## Problem requirements
Please copy out every one of the records below word for word, leaving out the pictures.
* Start *
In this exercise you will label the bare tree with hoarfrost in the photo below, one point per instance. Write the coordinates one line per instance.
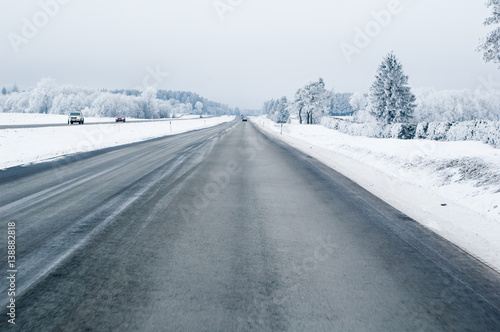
(313, 102)
(151, 110)
(199, 108)
(490, 46)
(391, 99)
(358, 101)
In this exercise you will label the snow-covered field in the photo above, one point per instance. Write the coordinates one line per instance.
(452, 188)
(7, 119)
(29, 145)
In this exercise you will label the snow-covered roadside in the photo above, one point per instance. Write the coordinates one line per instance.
(29, 145)
(7, 119)
(452, 188)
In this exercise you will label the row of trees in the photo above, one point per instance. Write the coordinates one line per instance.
(48, 97)
(310, 104)
(390, 99)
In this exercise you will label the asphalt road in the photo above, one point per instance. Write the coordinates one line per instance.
(224, 229)
(20, 126)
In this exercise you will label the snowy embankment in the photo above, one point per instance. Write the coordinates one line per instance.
(452, 188)
(23, 146)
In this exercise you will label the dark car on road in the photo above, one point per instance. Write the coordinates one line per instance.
(76, 117)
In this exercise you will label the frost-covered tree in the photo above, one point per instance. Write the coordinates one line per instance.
(490, 46)
(199, 108)
(280, 112)
(151, 103)
(358, 101)
(312, 101)
(41, 97)
(391, 99)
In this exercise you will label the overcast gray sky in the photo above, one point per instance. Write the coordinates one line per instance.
(244, 52)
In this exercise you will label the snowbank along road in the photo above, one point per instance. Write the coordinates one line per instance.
(225, 229)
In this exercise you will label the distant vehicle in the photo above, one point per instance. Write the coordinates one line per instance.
(76, 117)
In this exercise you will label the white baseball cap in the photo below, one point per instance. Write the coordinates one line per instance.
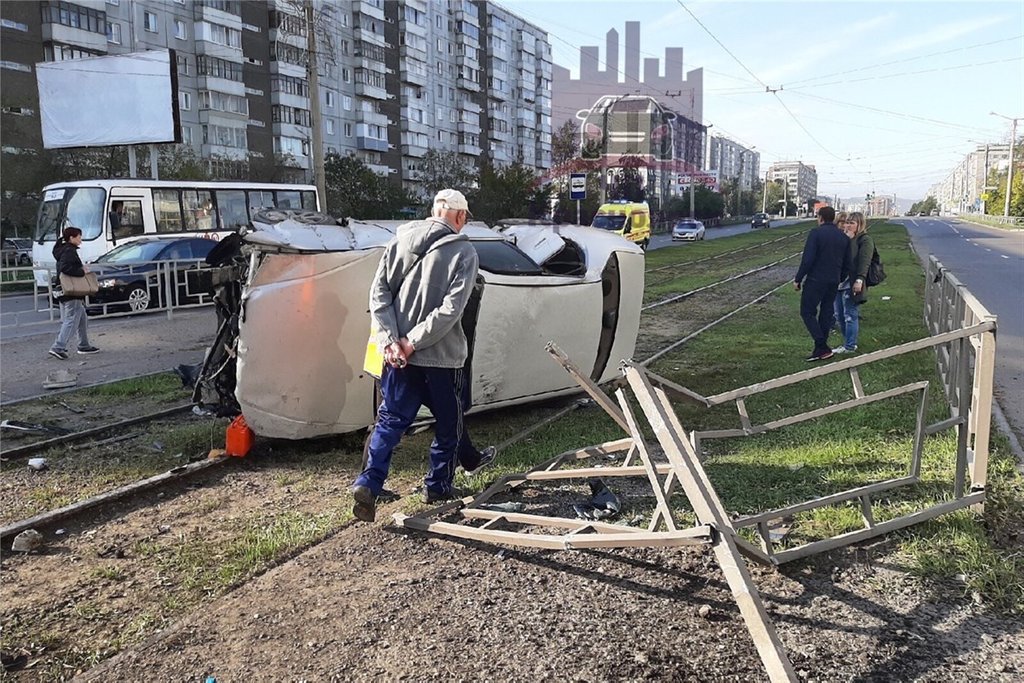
(451, 199)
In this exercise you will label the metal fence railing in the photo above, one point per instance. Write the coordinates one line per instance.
(967, 368)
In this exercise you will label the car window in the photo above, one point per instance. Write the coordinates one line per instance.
(178, 251)
(133, 251)
(202, 248)
(504, 258)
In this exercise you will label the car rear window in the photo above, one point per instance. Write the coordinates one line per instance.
(504, 258)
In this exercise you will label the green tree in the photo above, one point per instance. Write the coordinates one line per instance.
(439, 170)
(355, 191)
(509, 191)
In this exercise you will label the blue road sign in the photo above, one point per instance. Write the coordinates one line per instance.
(578, 186)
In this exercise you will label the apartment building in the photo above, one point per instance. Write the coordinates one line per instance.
(395, 79)
(732, 160)
(801, 179)
(963, 189)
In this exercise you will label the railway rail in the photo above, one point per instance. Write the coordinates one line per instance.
(672, 332)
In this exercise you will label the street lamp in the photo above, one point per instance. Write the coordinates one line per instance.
(1010, 168)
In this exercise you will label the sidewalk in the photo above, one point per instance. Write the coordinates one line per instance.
(129, 346)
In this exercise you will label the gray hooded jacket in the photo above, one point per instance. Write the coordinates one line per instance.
(423, 299)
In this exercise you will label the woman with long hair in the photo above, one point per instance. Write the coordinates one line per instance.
(853, 291)
(73, 315)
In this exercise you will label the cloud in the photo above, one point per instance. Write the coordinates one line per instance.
(942, 34)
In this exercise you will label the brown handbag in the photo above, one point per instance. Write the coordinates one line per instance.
(87, 285)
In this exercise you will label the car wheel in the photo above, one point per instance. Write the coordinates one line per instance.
(138, 298)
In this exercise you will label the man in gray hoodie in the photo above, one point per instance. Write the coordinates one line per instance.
(419, 293)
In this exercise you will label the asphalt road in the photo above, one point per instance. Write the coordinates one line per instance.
(990, 262)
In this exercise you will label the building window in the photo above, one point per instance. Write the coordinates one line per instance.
(75, 16)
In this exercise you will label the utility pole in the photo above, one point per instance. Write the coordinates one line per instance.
(1010, 168)
(315, 123)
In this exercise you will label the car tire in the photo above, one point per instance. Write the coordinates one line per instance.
(138, 298)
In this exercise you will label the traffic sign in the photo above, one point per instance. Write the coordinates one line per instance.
(578, 186)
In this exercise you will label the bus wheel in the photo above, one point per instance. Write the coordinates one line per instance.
(138, 298)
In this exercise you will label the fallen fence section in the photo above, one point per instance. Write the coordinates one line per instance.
(969, 356)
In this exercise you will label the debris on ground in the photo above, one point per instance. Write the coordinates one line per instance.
(27, 541)
(602, 505)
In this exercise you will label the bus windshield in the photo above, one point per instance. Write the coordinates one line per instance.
(605, 222)
(78, 207)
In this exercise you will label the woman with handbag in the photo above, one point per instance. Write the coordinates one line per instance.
(72, 303)
(853, 291)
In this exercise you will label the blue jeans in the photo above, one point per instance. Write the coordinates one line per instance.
(404, 390)
(73, 318)
(848, 316)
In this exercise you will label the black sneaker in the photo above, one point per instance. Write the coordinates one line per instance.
(486, 459)
(366, 504)
(430, 497)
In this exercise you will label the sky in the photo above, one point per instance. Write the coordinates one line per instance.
(884, 97)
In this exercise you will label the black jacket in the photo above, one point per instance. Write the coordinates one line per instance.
(824, 255)
(69, 263)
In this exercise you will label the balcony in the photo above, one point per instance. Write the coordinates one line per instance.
(382, 170)
(369, 9)
(372, 118)
(467, 84)
(414, 72)
(372, 91)
(414, 151)
(371, 143)
(467, 104)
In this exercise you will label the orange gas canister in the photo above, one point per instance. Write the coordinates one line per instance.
(239, 439)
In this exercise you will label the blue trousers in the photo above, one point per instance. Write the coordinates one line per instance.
(816, 307)
(404, 390)
(848, 316)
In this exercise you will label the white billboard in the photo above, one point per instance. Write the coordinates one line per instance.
(117, 99)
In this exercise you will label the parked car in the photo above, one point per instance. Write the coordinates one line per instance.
(133, 274)
(16, 252)
(294, 319)
(688, 228)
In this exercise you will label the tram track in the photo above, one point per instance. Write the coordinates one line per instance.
(664, 329)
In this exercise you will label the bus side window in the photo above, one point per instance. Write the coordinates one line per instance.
(232, 213)
(126, 218)
(199, 209)
(165, 203)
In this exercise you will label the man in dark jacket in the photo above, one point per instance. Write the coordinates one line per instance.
(821, 269)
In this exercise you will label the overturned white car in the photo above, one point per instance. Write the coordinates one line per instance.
(293, 293)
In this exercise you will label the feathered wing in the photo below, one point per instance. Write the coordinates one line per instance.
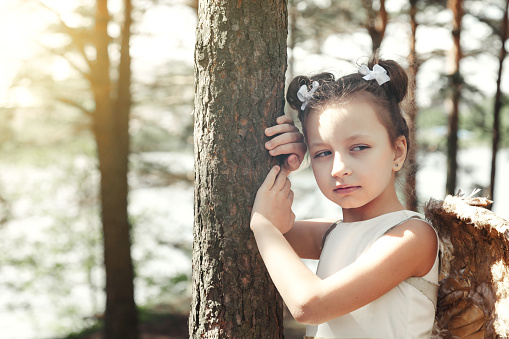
* End *
## Written response
In this exercise you will label the bare tree with hoarfrost in the photo below, one point per instance. Write the coordinates one line per instance.
(313, 102)
(151, 110)
(199, 108)
(490, 46)
(391, 99)
(358, 101)
In this exercise you will label the snow-covered field in the photo above, one point per instance. Write the coordinates one line per instance.
(452, 188)
(7, 119)
(29, 145)
In this exercise you will label the snow-covered roadside in the photo above, one point per instance. Write the coordinates one line per instance.
(29, 145)
(7, 119)
(452, 188)
In this exercise you will label the row of trees in the photo above, one point per instance. Write the coordinates one line per instance.
(48, 97)
(310, 104)
(390, 99)
In this exercise you will label the asphalt road in the photo above, one point per instance. Write the coordinates one line per instance.
(224, 229)
(20, 126)
In this exercise you will label the snowy embankment in the photo above, one point per instance. Write the coordinates one line per instance.
(452, 188)
(23, 146)
In this exercise you will label the dark car on road in the photo above, one point per instance. Write the coordinates one line per instance.
(76, 117)
In this exercise you will label the frost-covered tree in the photo above, one point per instance. Write the coordinates one line per instance.
(490, 46)
(199, 108)
(280, 112)
(151, 103)
(358, 101)
(312, 101)
(41, 97)
(391, 99)
In this exercise you will label the overcast gray sky in the photo above, one point per instance. Write the coordinates one line per instance.
(244, 52)
In this exercise you will label the snowbank along road in the photo above, one point per instance. Write the coordinates one line per instance.
(225, 229)
In this exercise you will label the distant vehicle in the photo above, one point per instance. Write the coordinates one line per instance.
(76, 117)
In this exercise you will label the white baseball cap in the photo below, one point per instance. Write the coordinates one line per instance.
(451, 199)
In this exercise you will label the metal fence railing in the photo above, one point per instance. Write the coordinates one line per instance.
(967, 368)
In this exercise you will label the car window in the photo above, one point per instance. Write the coordinates one line per instance.
(178, 251)
(133, 251)
(202, 248)
(504, 258)
In this exercise you will label the car rear window in the photo above, one point per instance. Write the coordinates one line per instance.
(504, 258)
In this exercise you will label the green tree in the photo above, one point per instance. Write the coordinates one line per instance.
(439, 170)
(355, 191)
(509, 191)
In this exercise you will label the blue road sign in the photo above, one point per instance. Write the coordinates one line per instance.
(578, 186)
In this exercise you will label the apartment building in the photo above, one point per instance. Write the coordinates one line per instance.
(395, 79)
(732, 160)
(801, 179)
(963, 189)
In this exercise you will label the railway rail in the photo above, one point per instance. Write the coordinates one line per instance.
(672, 332)
In this exercise you will label the street lamp in the photo above, one point per instance. Write the coordinates one line per instance.
(1010, 168)
In this exercise you will label the sidewalk in the photo above, one point per instance. Write the coordinates one line per instance.
(129, 346)
In this exercise you will label the gray hooded jacket in the photo above, one point per instance. Write the coordinates one line per instance.
(423, 299)
In this exercise you will label the woman with long hair in the photo above, one point per instance. Write the coordinates one line per instance.
(853, 291)
(73, 315)
In this exercise you will label the cloud in the photo above, one point per instance. Write the coordinates one line per instance.
(942, 34)
In this exercise you will label the brown handbag in the photo above, one point per instance. Write the coordinates one line per instance.
(87, 285)
In this exercise you will label the car wheel in the photo above, one point per instance. Write the coordinates one line per instance.
(138, 298)
In this exercise you will label the man in gray hoodie in the photo above, one point per instance. Write the coordinates one line per instance.
(419, 293)
In this exercise you will label the asphalt road in the photo above, one point per instance. Write the coordinates one line per instance.
(990, 262)
In this exercise you will label the building window in the photo above, one point per instance. Write the coordinates one line per instance.
(75, 16)
In this exercise you will label the utility pole in the photo above, one point per instance. Write the coordinates one line per instance.
(1010, 168)
(315, 123)
In this exercise you will label the car tire in the photo above, one point per instance. Write the coordinates one line per instance.
(138, 298)
In this exercise you will label the traffic sign in the photo above, one point per instance. Write the coordinates one line per instance.
(578, 186)
In this exercise you will label the bus wheel in the photo above, one point per instance. Write the coordinates one line per instance.
(138, 298)
In this exercise you will label the fallen fence section in the photo above, one point per instance. Write the coordinates one line per instance.
(969, 356)
In this exercise you will label the debris on ground in the photo above, one point per instance. Write the coordinates one line per instance.
(27, 541)
(602, 505)
In this exercise you will label the bus windshield in the photo above, one point per instance. Write the coordinates one line per instance.
(605, 222)
(78, 207)
In this exercise you will label the woman with handbag in the photo above, one point per instance. Write the coordinates one line per instance.
(72, 303)
(853, 291)
In this exercise you will label the blue jeans in the photo above, one point per instance. Write the coordinates one line per instance.
(404, 390)
(73, 318)
(848, 316)
In this exercise you will label the black sneaker in the photo above, one point per instance. Write the coordinates one line per instance.
(486, 459)
(366, 504)
(430, 497)
In this exercise you will label the sky in the photo above, one point per instance. Write the coordinates one line per instance.
(884, 97)
In this exercise you will label the black jacket in the photo above, one point per instance. Write the coordinates one line per instance.
(824, 255)
(69, 263)
In this exercise you will label the balcony in the photo above, one point per instance. Write the coordinates one line per instance.
(382, 170)
(369, 9)
(372, 118)
(467, 84)
(414, 72)
(372, 91)
(414, 151)
(371, 143)
(467, 104)
In this exercise you will label the orange gas canister in the photo above, one point per instance. Write the coordinates one line per instance.
(239, 439)
In this exercise you will label the blue trousers in the photo above, one point per instance. Write the coordinates one line per instance.
(816, 307)
(404, 390)
(848, 316)
In this exercise you will label the white billboard in the photo above, one point per instance. Write the coordinates one line per instance.
(117, 99)
In this exercise you will label the parked car in the photo above, one point per instance. Write the coordinates one line per instance.
(133, 274)
(16, 252)
(294, 319)
(688, 228)
In this exercise you will label the tram track in the photo above, one point per instance. Write the coordinates one line per instance.
(664, 329)
In this exercise you will label the bus side window in the photo above, one point per instance. Write the coordinates one line per instance.
(232, 213)
(126, 218)
(199, 209)
(165, 203)
In this exercise you will label the man in dark jacket in the photo above, one point per instance. Write the coordinates one line per instance.
(821, 269)
In this exercise you will label the overturned white car in the photo above, one point per instance. Write the coordinates one line per instance.
(293, 293)
In this exercise you will label the feathered wing in the photo below, one point per instance. Write the coordinates one line per instance.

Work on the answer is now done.